[Records from a collection]
————

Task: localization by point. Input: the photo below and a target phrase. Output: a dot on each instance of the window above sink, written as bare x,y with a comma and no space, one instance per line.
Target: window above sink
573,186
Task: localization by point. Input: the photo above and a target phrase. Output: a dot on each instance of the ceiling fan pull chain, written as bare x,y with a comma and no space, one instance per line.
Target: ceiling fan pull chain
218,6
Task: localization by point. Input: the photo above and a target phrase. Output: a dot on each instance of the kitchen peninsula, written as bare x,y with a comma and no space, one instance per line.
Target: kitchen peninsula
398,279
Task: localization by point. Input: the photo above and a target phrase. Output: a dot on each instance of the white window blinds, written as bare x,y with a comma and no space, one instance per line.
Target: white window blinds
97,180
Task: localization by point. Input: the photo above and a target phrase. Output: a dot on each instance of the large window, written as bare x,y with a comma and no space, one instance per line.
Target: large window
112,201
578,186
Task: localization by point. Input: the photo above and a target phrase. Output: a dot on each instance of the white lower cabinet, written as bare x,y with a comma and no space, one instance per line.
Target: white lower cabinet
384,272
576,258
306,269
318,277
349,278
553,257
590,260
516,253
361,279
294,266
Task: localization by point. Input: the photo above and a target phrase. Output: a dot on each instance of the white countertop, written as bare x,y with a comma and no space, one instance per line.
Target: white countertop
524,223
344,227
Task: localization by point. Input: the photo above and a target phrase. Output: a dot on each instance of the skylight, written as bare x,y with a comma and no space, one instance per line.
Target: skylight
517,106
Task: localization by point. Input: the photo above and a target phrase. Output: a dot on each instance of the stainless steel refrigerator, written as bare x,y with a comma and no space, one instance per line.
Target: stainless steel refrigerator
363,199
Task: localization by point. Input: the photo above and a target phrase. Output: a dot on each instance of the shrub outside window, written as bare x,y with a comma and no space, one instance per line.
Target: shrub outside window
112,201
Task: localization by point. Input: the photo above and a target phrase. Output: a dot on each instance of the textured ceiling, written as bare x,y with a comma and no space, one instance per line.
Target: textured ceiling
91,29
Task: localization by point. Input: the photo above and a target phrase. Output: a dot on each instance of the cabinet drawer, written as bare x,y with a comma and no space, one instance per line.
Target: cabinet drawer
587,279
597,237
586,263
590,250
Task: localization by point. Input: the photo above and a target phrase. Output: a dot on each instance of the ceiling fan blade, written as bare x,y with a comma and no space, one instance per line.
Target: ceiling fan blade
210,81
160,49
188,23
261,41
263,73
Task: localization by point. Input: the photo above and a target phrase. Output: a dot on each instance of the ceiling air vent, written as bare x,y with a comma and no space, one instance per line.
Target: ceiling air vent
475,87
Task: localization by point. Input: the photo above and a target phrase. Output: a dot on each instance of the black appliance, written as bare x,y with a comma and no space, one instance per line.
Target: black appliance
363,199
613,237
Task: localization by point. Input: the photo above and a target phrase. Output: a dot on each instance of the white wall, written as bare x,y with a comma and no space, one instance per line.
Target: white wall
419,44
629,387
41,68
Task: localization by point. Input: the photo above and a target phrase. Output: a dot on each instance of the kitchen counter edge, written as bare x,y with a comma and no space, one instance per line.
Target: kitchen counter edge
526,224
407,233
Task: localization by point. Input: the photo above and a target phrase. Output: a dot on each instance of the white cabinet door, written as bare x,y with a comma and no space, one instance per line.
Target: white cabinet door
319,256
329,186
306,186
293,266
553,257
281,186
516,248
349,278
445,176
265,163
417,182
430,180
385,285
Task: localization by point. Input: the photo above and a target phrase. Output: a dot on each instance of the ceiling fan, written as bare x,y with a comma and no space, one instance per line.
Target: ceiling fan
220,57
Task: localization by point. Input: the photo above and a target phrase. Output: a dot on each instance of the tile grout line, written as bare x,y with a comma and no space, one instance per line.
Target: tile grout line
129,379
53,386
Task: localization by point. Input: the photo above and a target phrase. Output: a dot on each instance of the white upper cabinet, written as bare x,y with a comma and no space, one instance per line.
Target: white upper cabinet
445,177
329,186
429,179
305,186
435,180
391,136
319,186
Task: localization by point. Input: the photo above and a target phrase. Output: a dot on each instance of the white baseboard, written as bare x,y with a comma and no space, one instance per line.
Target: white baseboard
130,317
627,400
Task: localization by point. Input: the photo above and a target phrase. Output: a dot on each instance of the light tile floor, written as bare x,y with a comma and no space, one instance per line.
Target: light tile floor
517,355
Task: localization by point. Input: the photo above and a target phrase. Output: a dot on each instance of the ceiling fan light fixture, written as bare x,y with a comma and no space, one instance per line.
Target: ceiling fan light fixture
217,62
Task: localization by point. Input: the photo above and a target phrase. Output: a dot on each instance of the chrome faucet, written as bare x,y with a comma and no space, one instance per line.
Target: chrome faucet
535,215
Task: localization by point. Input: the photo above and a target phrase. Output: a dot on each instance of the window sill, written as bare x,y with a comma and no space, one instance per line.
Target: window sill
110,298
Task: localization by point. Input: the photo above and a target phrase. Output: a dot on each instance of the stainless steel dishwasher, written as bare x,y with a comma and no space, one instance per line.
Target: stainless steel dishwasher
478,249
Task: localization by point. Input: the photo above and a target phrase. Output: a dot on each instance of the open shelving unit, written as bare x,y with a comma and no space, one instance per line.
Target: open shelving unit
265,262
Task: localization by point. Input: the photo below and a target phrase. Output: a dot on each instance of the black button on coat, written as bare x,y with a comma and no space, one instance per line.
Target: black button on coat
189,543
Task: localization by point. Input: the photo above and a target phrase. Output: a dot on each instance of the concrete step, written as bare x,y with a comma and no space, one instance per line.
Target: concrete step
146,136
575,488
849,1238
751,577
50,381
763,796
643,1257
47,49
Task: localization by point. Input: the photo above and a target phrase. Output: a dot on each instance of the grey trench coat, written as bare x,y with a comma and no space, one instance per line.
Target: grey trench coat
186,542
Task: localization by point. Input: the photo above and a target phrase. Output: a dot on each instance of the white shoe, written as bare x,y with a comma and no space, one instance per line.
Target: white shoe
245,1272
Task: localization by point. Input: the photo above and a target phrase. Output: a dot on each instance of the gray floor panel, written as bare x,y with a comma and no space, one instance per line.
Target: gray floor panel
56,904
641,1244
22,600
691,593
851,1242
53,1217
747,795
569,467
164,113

————

Print the listing above in full, exactly as it is.

Task: localization by point. Input: the photo below and a target phrase. Output: a dot on each instance of the window above sink, written as bare x,y with a comma and no space, one instance per line.
Target: window above sink
573,186
Task: localization by point. Input: the photo above and a target phrase. Output: a dot on each instance of the ceiling fan pull chain, written as bare x,y with a comma and no space, one instance per line.
Target: ceiling fan pull chain
218,6
Task: localization by point. Input: the photo above and a target phrase. Output: a dot on each instance of the kitchen peninsula, written as bare x,y with a comma and no space, one instance per line.
Target: kitchen peninsula
398,279
Task: localization by point. Input: the photo above and a target phrase. Output: a dot on each instance of the white window blinds, written as bare x,y with a comma and no space, one instance per line.
Target: white window blinds
97,180
Task: localization by point. Input: the photo above and a target phrase. Output: a dot on each instance of the large window, written as bare x,y with a comma and no space, one instance per line.
Target: large window
112,201
578,186
Task: localization by point. Input: the photo above and a target phrase. Output: a dot on each instance of the white lower cabinet, written as bare x,y with a comma and no space, one instance per line.
Target: white lower cabinet
384,272
576,258
306,269
318,277
349,278
553,257
590,260
516,253
361,279
294,266
Task: localization by point. Input: the photo above and a target phrase. Output: a dot on each instance of the white countertop, written as bare x,y with a comma and no space, one instance per line.
Target: white countertop
524,223
344,227
Task: localization by point. Input: the photo above and a target phrase. Output: a dot on each instance of the skylight, written as bare x,y with a comma and no space, one instance per line.
Target: skylight
517,106
Task: localization by point. Input: the photo above and a target phrase. Output: a dot on each instance of the stainless steel refrigerator, written as bare x,y with a comma and no space, one instance per line.
Target: stainless steel refrigerator
363,199
Task: localization by point. Input: the photo above and a target phrase. Output: a dot on each instance of the shrub outside window, written as bare x,y with a comma and no space, one instance per line.
Target: shrub outside window
112,201
Task: localization by point. Input: the photo above and a target phrase. Output: a dot on each instance of the textured ceiling, written as bare x,y with a comma and no space, one instance per line.
Target: textured ceiling
91,29
Task: localization by point. Input: the photo above and a target phrase. Output: a dot on each instance of the cabinet drawer, written as bare x,y with a comma and no space, one instance per line.
Target: cabinet drawer
587,279
597,237
586,263
590,250
Task: localization by point. Input: the photo above and a target phrase. Output: a dot on each instance of the ceiling fan blade, written as bare x,y with a comma and no space, one instance per line.
Target: ceiling fan blade
210,81
160,49
188,23
261,41
263,73
Task: localization by point. Input: the photo above and a target phrase. Output: a dot on each instance of the ceiling air vent, written as bare x,y with a comma and no space, one instance per line.
Target: ceiling air vent
475,87
Task: localization by point. Input: the photo above and a target phrase. Output: a dot on each instance of the black appliance, written as bare x,y with a comma and no space, one instance per line.
Target: black appliance
363,199
613,237
Task: localization by point. Input: the photo above and a target phrase. Output: a dot on each instance of the white wall, written as bare x,y with a comma and no space, one instance per line.
Target: white wall
419,44
629,387
41,68
Task: localization by point. Input: the photo above and a target phrase. Output: a dot on each instance of the kitchen counter edge, written as bare x,y with a comma and no space, one instance per line.
Target: kitchen counter edge
526,224
407,233
Task: localization by point. Input: the photo above and a target phrase. Output: a dot on each instance of the white cabinet door, written as bare x,y with a comma and no space, one instance per line.
Target: white cabinet door
319,256
329,186
306,186
293,266
553,257
281,186
516,248
349,278
445,176
265,163
417,182
430,180
385,285
Task: localization by point. Input: the photo above and a target phrase. Output: a dot on each instance of the ceiling fan, written as bare x,y with a comma and no space, one instance per line.
Target: ceiling fan
220,57
Task: localization by point. Input: the photo above and a target phrase. Output: a dot on each instance of the tile grout line, written as bare x,y with a comma and no space, one instance per line.
Target: tile grout line
129,379
53,386
Task: localization by point. Input: the photo above and a target phrase. Output: a dot on each instance of the white upper cabinet, written as bare x,y with a comma and no space, one instance per line.
Target: white upper cabinet
445,177
329,186
429,179
305,186
435,180
391,136
319,186
Task: localization by point. Input: the photo above and a target phrase. Output: a dot on each instance of the white baseboard, written as bare x,y with a comma and no space, one instance per line.
Target: white baseboard
130,317
627,400
Task: localization by point. Input: the photo above and a target phrase. Output: a dot on each instance of the light tile floor, written as bare x,y with a comma and no space, one instance per line.
Target: light tile floor
517,355
Task: localization by point. Input: the photo above and a target phrase. Output: a dot on each instance of the ceiling fan light fixture, written as bare x,y with a comma and no space, one instance per line.
Target: ceiling fan light fixture
217,62
Task: localization by point. Input: the photo above and a target phrase. Output: a dot on each instance of the chrome faucet, written as bare x,y with a comma and no space, one instance per line.
Target: chrome faucet
535,215
Task: localization by point. Input: the photo above and a target phrase. Output: a dot on each instance of the window sill, written as bare x,y with a comma and no space, one instance per line.
Target: window sill
110,298
Task: localization by point. Input: the photo above and a target phrase. Output: a dot on each instance of the stainless steel dishwasher, written as bare x,y with a comma and no space, one instance per line.
Target: stainless steel dishwasher
478,249
Task: localization by point. Input: the photo above and a target phrase. Output: a dot on each instance of the open shelving unit, written as bare x,y with a comma and no space, one instance per line.
Target: open shelving unit
265,262
Task: localization by point. Input: the photo below and a target phrase. Output: a dot on each instance of the black button on coat, written as bare x,y with a comma and no space, one instance per line.
Target: black button on coat
189,543
Task: localization by point. Input: the photo above and a target phrase. Output: a dot on each instance of the concrete step, written as bare x,y with a comma and no space, one instance per line.
Target: concrete step
146,136
575,488
849,1238
751,577
50,381
763,796
643,1257
47,49
Task: localization by point. Input: the photo above and a target phrase. Output: a dot on each instance of the grey trench coat, written as bare x,y with a comma and no space, one instance per line.
Target: grey trench coat
186,542
Task: localization by point. Input: the photo above and a target phrase. Output: a dot on each instance of the white shoe, written as bare x,y with a comma and no space, one instance per line.
Target: white shoe
245,1272
Task: localization by point. Input: the photo above and a target phrase. Output: a dot on each instance of the gray floor panel, written as bare x,y with a comma and no space, one instance per line.
Target: gray floor panel
56,904
641,1244
22,600
691,593
851,1242
53,1217
747,795
569,467
164,113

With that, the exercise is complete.